**Stated goal:**
Please quote only the lines that start at the one with "Tag every instance of the black turnout" and go on to the last line of the data, both ends kept.

Point annotation records:
--- Start ---

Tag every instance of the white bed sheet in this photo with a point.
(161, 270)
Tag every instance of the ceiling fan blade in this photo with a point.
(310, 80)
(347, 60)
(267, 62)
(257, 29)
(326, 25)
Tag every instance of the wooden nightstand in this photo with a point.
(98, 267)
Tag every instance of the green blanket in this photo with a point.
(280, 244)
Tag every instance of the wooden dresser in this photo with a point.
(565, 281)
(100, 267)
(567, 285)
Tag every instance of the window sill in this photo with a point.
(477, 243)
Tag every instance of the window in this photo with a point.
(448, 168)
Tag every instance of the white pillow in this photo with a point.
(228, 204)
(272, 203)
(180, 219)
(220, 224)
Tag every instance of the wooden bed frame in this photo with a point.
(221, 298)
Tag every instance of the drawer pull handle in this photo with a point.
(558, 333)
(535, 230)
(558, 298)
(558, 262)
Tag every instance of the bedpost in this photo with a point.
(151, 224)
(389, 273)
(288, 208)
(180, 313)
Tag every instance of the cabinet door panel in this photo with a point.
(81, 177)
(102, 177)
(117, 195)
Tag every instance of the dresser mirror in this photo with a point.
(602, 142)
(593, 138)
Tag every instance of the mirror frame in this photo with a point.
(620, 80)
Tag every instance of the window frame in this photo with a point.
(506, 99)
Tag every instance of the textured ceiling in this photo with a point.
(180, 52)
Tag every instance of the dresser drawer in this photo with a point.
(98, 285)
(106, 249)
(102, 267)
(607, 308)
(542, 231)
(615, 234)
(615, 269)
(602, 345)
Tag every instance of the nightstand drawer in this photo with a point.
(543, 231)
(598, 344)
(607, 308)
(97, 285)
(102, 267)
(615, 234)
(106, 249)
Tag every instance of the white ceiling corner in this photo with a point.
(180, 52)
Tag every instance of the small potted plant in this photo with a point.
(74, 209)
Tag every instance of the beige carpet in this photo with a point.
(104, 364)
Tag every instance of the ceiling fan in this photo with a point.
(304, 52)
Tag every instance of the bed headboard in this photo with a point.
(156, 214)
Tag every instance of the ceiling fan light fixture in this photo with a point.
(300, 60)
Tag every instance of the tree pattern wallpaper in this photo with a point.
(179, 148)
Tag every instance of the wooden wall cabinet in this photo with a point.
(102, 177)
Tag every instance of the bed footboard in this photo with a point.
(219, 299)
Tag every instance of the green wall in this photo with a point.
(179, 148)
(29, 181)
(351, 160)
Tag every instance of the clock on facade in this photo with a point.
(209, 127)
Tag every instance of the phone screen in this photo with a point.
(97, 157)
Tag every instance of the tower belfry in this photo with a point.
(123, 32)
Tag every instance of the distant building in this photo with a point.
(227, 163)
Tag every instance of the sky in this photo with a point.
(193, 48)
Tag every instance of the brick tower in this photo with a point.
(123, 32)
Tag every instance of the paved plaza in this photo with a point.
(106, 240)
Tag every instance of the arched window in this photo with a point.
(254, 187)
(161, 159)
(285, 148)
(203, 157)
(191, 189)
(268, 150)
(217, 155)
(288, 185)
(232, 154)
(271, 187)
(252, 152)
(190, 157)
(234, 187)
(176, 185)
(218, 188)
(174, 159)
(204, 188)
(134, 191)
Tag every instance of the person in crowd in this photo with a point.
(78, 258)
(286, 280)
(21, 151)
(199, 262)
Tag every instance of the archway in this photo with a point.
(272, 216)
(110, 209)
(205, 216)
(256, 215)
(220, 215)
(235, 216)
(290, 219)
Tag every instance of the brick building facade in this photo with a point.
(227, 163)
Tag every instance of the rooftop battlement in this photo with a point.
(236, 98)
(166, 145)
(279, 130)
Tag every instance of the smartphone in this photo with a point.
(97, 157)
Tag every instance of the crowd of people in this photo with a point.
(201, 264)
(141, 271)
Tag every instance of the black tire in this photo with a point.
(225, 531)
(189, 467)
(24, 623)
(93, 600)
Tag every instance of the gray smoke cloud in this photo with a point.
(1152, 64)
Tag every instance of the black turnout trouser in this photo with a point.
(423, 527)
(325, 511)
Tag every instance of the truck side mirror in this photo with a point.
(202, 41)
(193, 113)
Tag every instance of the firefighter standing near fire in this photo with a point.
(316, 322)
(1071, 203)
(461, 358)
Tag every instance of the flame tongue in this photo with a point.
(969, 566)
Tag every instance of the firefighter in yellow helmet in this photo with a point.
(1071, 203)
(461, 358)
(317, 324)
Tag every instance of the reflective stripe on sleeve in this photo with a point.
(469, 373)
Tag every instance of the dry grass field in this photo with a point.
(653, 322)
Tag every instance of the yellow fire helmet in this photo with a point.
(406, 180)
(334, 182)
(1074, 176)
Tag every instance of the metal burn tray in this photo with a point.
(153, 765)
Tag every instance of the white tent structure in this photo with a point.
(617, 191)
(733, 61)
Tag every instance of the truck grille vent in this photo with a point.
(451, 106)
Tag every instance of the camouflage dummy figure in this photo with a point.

--- End ---

**Task output:**
Tag every instance of the black turnout trouser in this photo with a point.
(423, 527)
(325, 511)
Tag every instance of the truck side mirror in this photo with a point.
(202, 41)
(193, 113)
Tag every instance of the firefighter standing near fire in this photo with a point.
(316, 322)
(1071, 203)
(461, 358)
Tag every instance of the flame tongue in this photo with a point.
(969, 566)
Tag every instance of the firefighter in yellow helmet in this photo with a point.
(1071, 203)
(461, 358)
(317, 324)
Tag every instance of the reflective stripe on sleeve in this photo with a point.
(469, 373)
Tag every instance of the dry grass field in this photo with a point.
(653, 322)
Tag every instance of the yellow fire helmet in this photo with a point.
(406, 180)
(334, 182)
(1074, 176)
Tag every instance of the metal burn tray in this photo with a point.
(153, 765)
Tag every instance of the white tent structure in this photo with a point.
(617, 191)
(733, 61)
Tag every instance of the truck grille vent in this photo with a point.
(451, 106)
Tag every instance of the camouflage dummy figure in this photo with a point.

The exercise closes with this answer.